- AIM OF THE TASK -
Begin at the line of the listing that has "Where can you spot the finger?" and stop after the listing's last line. Copy every line in that span, multiplying each coordinate in the answers by 1.7 and rounding it to a whole number (halves round up), and leave all other wording unchanged.
+++
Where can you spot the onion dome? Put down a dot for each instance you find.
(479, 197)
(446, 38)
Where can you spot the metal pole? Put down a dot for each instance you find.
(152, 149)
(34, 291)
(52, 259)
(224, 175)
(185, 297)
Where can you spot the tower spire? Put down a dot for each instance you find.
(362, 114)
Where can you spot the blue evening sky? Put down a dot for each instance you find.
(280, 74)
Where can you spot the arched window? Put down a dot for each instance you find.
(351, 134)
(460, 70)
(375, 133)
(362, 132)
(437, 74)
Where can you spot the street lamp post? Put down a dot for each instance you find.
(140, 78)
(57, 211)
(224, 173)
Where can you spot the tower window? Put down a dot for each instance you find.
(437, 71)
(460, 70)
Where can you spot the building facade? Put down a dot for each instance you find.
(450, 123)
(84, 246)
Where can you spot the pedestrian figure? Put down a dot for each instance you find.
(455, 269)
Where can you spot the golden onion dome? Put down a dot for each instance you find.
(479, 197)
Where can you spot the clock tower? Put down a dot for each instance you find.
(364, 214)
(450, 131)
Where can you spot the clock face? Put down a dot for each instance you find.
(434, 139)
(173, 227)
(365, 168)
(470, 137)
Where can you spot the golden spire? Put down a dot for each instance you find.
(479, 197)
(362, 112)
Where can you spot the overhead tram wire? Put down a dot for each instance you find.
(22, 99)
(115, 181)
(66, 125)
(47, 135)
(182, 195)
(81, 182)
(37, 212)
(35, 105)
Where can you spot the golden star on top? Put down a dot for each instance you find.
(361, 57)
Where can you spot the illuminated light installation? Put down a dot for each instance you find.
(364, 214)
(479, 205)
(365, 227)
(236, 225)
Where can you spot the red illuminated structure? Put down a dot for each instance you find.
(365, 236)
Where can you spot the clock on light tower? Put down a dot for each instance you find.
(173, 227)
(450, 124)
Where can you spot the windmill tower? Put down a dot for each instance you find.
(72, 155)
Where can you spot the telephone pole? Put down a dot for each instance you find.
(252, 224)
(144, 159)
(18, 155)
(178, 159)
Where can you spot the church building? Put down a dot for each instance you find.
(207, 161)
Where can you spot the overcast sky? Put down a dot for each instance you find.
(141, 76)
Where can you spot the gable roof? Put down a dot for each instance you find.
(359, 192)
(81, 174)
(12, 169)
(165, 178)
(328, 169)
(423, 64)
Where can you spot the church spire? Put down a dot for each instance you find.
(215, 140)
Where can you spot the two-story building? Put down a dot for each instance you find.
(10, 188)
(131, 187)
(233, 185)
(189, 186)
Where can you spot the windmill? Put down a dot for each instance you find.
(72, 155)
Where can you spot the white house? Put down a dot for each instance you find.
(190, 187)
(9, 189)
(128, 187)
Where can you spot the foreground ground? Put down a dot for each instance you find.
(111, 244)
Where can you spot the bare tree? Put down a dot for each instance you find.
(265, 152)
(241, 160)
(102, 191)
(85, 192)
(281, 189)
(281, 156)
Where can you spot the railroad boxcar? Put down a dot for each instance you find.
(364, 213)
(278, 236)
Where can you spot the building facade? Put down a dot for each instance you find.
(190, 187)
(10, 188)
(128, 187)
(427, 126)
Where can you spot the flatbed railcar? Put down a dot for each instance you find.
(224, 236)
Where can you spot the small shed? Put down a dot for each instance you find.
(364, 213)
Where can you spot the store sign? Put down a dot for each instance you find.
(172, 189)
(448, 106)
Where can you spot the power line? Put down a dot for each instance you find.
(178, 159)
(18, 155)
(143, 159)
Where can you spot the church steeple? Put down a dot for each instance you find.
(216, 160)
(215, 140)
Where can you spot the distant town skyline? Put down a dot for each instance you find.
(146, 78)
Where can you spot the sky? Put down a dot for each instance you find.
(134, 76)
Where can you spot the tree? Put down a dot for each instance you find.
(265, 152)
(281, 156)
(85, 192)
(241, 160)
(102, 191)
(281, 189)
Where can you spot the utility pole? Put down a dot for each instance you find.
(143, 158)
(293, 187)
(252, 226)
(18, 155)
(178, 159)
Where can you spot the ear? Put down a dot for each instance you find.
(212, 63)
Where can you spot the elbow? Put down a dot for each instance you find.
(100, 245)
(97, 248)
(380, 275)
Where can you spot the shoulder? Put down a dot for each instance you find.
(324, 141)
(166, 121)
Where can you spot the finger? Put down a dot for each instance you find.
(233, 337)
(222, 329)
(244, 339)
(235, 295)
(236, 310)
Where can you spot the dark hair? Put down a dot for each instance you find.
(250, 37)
+++
- OUTPUT FOR THIS EXERCISE -
Where can you spot the finger? Put down a dot for each instance you find.
(396, 573)
(377, 559)
(415, 576)
(400, 502)
(401, 527)
Where can you spot the dark hair? Put down a dot for each instance you find.
(425, 63)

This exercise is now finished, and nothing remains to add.